--- Given text Enclosed Below ---

Lethal Allele Combinations
1. Homozygous recessive lethal alleles eliminate a progeny class.

Multiple Alleles
1. A gene can have more than two alleles, but a diploid individual only has one or two of them.
2. Different allele combinations can produce different phenotypes and different severities of symptoms.

Different Dominance Relationships
1. Incomplete dominance of an allele produces a phenotype in the heterozygote that is intermediate between that of either homozygote.
2. Codominant alleles are both expressed in a heterozygote.

Epistasis-When One Gene Affects Expression of Another
1. In epistasis, one gene masks the effect of another. An example of epistasis in humans is the Bombay phenotype.
2. The Bombay phenotype results in O type blood for individuals homozygous recessive for the recessive "h" allele.

Penetrance and Expressivity
1. Genotypes vary in penetrance (percent of individuals affected) and expressivity (severity of symptoms).
2. Penetrance and variable expression are not well understood biochemically and are probably due to the complex biochemical environment all genes function in.

Pleiotropy-One Gene, Many Effects
1. A gene with more than one phenotypic effect is pleiotropic.

--- End of Enclosed Given text ---

> [Work to complete] Continue the genetics outline on allele interactions from the point where it stops. None of the data entries is needed here.

--- Extracted data Enclosed Below ---

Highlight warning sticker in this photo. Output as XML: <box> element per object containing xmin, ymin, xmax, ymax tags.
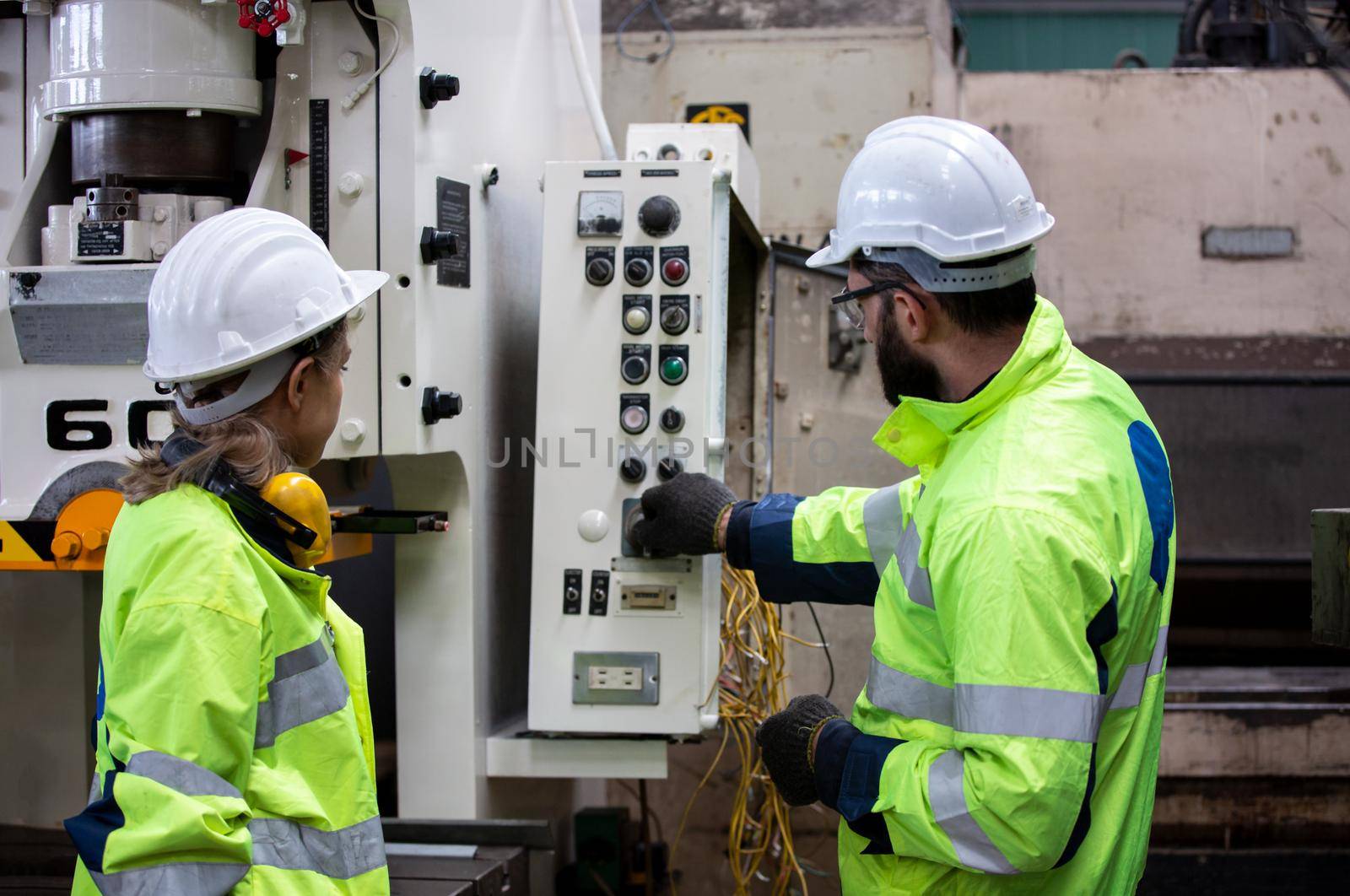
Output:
<box><xmin>436</xmin><ymin>177</ymin><xmax>470</xmax><ymax>289</ymax></box>
<box><xmin>76</xmin><ymin>221</ymin><xmax>126</xmax><ymax>257</ymax></box>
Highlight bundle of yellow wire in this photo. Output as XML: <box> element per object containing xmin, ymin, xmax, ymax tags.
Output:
<box><xmin>671</xmin><ymin>563</ymin><xmax>821</xmax><ymax>896</ymax></box>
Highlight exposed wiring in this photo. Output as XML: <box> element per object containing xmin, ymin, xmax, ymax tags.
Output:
<box><xmin>670</xmin><ymin>563</ymin><xmax>834</xmax><ymax>896</ymax></box>
<box><xmin>558</xmin><ymin>0</ymin><xmax>618</xmax><ymax>160</ymax></box>
<box><xmin>342</xmin><ymin>0</ymin><xmax>403</xmax><ymax>110</ymax></box>
<box><xmin>806</xmin><ymin>601</ymin><xmax>834</xmax><ymax>700</ymax></box>
<box><xmin>614</xmin><ymin>0</ymin><xmax>675</xmax><ymax>65</ymax></box>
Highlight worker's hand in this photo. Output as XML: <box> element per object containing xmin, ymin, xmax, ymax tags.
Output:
<box><xmin>754</xmin><ymin>694</ymin><xmax>844</xmax><ymax>806</ymax></box>
<box><xmin>629</xmin><ymin>472</ymin><xmax>736</xmax><ymax>554</ymax></box>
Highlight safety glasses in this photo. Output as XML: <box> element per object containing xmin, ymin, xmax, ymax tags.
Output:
<box><xmin>830</xmin><ymin>281</ymin><xmax>913</xmax><ymax>329</ymax></box>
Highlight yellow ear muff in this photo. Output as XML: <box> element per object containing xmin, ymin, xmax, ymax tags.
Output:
<box><xmin>261</xmin><ymin>472</ymin><xmax>333</xmax><ymax>569</ymax></box>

--- End of Enclosed Extracted data ---

> [Expected output]
Phenocopies-When It's Not in the Genes
1. A trait caused by the environment but resembling a genetic trait or occurring in certain family members is a phenocopy.

Genetic Heterogeneity-More than One Way to Inherit a Trait
1. Genetic heterogeneity occurs when different genes (or alleles) cause the same phenotype.

5.2 Maternal Inheritance and Mitochondrial Genes
1. Only females transmit mitochondrial genes, in the oocyte cytoplasm. In maternal inheritance, a trait passes from females to offspring of both sexes, but not from males.
2. Mitochondrial DNA does not cross over, mutates faster than nuclear DNA, and is present in many copies per cell.

Mitochondrial Disorders
1. A variety of disorders, many causing muscle weakness and fatigue, result from mutations in mitochondrial genes.
2. Ooplasmic transfer has been used to over come mitochondrial disease in in vitro conceived children.

Heteroplasmy Complicates Mitochondrial Inheritance
1. In heteroplasmy, a mutation is present in some mitochondria only.

Mitochondrial DNA Studies Clarify the Past
1. Mitochondrial DNA can be used for forensic pedigree and phylogenetic analysis.

5.3 Linkage

Linkage Was Discovered In Pea Plants
1. Linkage was discovered in peas when a dihybrid cross did not show a typical 9:3:3:1 ratio, but had an excess of parental types.
2. Genes on the same chromosome are linked, and have different patterns of inheritance than the unlinked genes Mendel observed.
3. The farther apart two genes are on a chromosome, the greater the probability that crossing over will occur between them.

Linkage Maps
1. Genetic linkage maps are based on the observation that the likelihood of a crossover between two linked genes is directly proportional to the distance between them.
2. Linkage maps are built by tracking transmission of two traits at a time, and then determining the percent recombination between them.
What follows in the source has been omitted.